SUPPLIED MATERIAL:

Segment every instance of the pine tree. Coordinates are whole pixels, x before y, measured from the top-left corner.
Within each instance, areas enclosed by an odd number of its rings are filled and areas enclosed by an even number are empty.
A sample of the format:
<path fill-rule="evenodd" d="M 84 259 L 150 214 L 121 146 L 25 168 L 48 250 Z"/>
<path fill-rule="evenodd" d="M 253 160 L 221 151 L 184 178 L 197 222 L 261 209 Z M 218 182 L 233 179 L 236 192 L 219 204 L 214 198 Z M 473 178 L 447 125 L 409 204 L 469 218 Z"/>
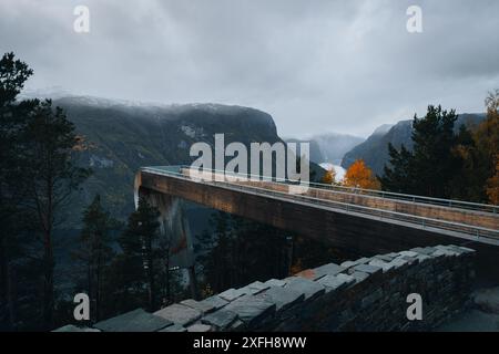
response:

STATED GOAL: Reproduce the lines of the entries above word for word, omitting the pictures.

FINAL RESULT:
Segment every instance of the pine tree. Coordinates are whole pixels, x before y, measured from the top-left corner.
Within each instance, areas enclosed by an odd number of its rings are filled and areas enclosed by an even number are empty.
A sample of the format:
<path fill-rule="evenodd" d="M 84 259 L 150 214 L 121 146 L 25 168 L 48 250 Z"/>
<path fill-rule="evenodd" d="M 253 160 L 221 151 L 184 178 L 197 222 L 261 209 Z M 218 182 L 233 179 L 236 192 L 219 204 L 214 198 Z M 473 178 L 447 125 L 409 204 L 469 218 Z"/>
response:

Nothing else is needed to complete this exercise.